Segmentation dataset records
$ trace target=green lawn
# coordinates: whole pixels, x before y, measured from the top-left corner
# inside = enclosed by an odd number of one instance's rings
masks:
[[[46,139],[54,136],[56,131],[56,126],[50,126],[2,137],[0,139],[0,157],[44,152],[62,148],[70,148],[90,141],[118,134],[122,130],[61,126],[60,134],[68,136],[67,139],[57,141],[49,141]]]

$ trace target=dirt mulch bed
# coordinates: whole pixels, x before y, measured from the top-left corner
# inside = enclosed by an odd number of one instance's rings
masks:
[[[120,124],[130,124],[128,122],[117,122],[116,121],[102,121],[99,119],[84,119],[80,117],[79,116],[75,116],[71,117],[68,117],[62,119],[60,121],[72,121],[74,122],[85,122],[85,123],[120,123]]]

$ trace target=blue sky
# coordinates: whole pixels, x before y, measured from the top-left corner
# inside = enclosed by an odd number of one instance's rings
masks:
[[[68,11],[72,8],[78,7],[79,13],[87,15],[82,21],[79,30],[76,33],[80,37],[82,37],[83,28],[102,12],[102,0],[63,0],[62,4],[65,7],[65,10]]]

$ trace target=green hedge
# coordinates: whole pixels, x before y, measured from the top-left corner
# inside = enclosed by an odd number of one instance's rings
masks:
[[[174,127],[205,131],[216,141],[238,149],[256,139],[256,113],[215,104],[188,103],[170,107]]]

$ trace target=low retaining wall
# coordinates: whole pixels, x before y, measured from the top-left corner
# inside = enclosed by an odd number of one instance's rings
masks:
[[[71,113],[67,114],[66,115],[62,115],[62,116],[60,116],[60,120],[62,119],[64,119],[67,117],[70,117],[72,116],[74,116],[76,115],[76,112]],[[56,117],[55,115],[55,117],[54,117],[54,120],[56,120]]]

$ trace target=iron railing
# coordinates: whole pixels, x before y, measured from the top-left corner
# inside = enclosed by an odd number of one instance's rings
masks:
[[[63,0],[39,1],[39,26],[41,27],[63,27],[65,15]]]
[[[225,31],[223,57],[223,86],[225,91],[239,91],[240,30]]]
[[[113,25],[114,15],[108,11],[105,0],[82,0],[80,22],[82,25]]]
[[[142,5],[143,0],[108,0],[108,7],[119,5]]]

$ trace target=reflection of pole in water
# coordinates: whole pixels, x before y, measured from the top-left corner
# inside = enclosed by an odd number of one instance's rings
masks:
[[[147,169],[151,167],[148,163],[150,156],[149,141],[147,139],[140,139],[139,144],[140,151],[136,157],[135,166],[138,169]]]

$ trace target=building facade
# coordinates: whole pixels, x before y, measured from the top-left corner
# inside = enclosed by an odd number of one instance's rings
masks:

* **Short exercise**: Extract each line of the listing above, copying it word for word.

* **Exercise result**:
$ trace target=green lawn
# coordinates: whole pixels, x before y, measured from the top-left corner
# inside = enclosed by an odd number of one instance's rings
masks:
[[[46,139],[54,136],[56,131],[56,126],[50,126],[2,137],[0,139],[0,157],[44,152],[62,148],[70,148],[90,141],[118,134],[122,130],[61,126],[60,134],[68,136],[67,139],[57,141],[49,141]]]

$ trace target=dirt mulch bed
# coordinates: whole pixels, x before y, measured from the top-left corner
# inside = enclosed by an odd number of one instance's rings
masks:
[[[120,124],[130,124],[128,122],[117,122],[116,121],[102,121],[99,119],[84,119],[80,117],[79,116],[75,116],[71,117],[68,117],[62,119],[60,121],[72,121],[74,122],[85,122],[85,123],[120,123]]]

$ trace target=blue sky
# coordinates: whole pixels, x before y, measured from the top-left corner
# inside = enclosed by an odd number of one instance's rings
masks:
[[[68,11],[72,8],[78,7],[79,13],[87,15],[82,21],[79,30],[76,33],[80,37],[82,37],[83,28],[102,12],[102,0],[63,0],[62,4],[65,7],[65,10]]]

$ trace target=green hedge
# coordinates: whole pixels, x before y, measured from the top-left corner
# inside = enclosed by an odd number of one instance's rings
masks:
[[[174,127],[205,131],[216,141],[238,149],[256,139],[256,113],[215,104],[188,103],[170,107]]]

$ trace target=low retaining wall
# coordinates: whole pixels, x before y, measured from the top-left corner
# inside = enclosed by an odd number of one instance's rings
masks:
[[[71,113],[67,114],[66,115],[62,115],[62,116],[60,116],[60,120],[62,119],[64,119],[67,117],[70,117],[72,116],[74,116],[76,115],[76,112]],[[56,117],[55,115],[55,117],[54,117],[54,120],[56,120]]]

$ trace target=iron railing
# coordinates: whole pixels, x before y, measured from the top-left corner
# inside = enclosed by an odd number of one instance's rings
masks:
[[[63,0],[39,1],[39,26],[41,27],[63,27],[65,15]]]
[[[225,31],[223,57],[223,86],[225,91],[239,91],[240,30]]]
[[[113,25],[114,15],[108,11],[105,0],[82,0],[80,22],[82,25]]]
[[[142,5],[143,0],[108,0],[108,7],[119,5]]]

$ trace target=reflection of pole in water
# coordinates: whole pixels, x before y, measured from the top-left corner
# inside = enclosed by an odd number of one instance's rings
masks:
[[[147,169],[151,167],[148,163],[150,156],[149,141],[147,139],[140,139],[139,144],[140,151],[136,157],[135,166],[138,169]]]

$ trace target=building facade
# coordinates: whole pixels, x before y, measured from the top-left corner
# inside = enclosed by an odd number of one instance's rings
masks:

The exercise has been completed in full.